START Records to use
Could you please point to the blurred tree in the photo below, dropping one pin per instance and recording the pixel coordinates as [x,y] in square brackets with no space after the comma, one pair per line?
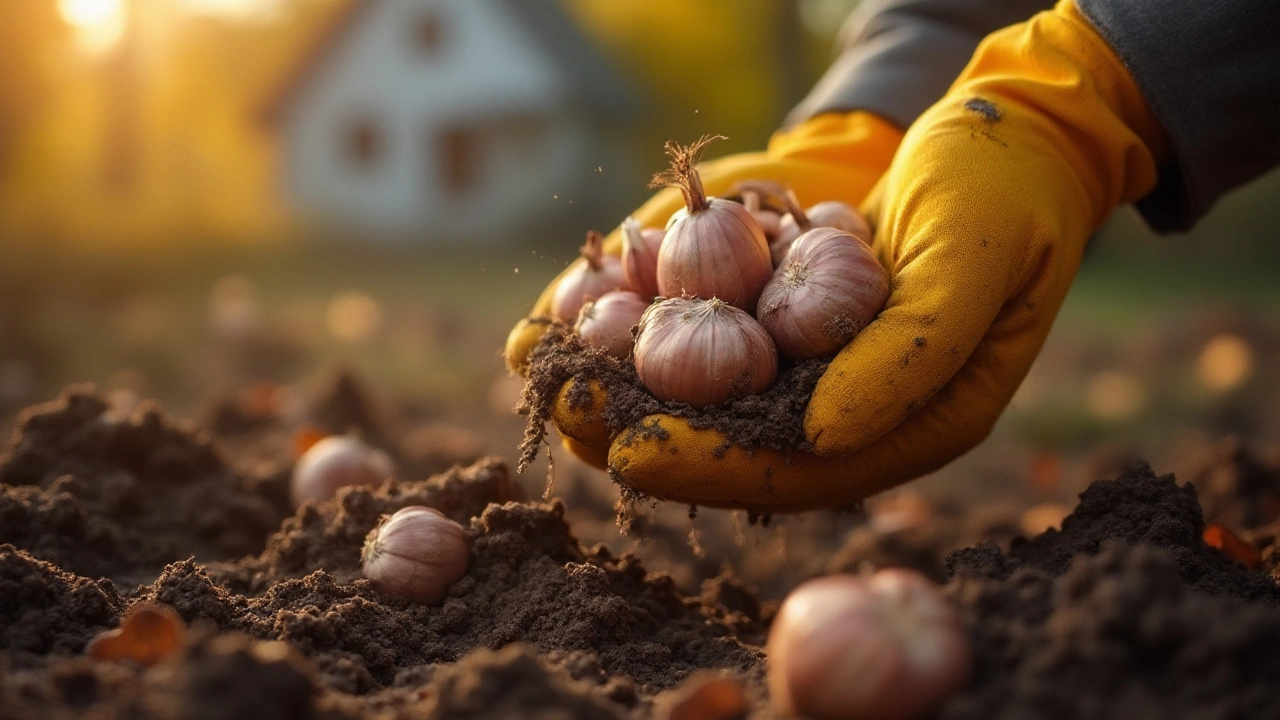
[31,33]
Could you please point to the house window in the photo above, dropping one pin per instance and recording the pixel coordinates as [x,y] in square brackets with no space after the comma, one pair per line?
[362,141]
[460,159]
[428,33]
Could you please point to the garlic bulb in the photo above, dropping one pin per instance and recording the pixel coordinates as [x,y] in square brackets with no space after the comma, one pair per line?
END Records to use
Exercise brief:
Up to and including the last line of the records above, print exactly every line from the one that contains "Could you please point to the house" onward.

Response:
Could you please point to the house window in the photo above, dropping one pin per instance and recording the pixel coordinates as [x,y] in square brackets with no space after the comma, one pair per line?
[362,141]
[460,159]
[428,33]
Could you please point to the garlic bulb in the photo above, dropping one pin per instance and recording the pixel coordinates as [x,y] in square brackets with no space after the comma, one pair per line?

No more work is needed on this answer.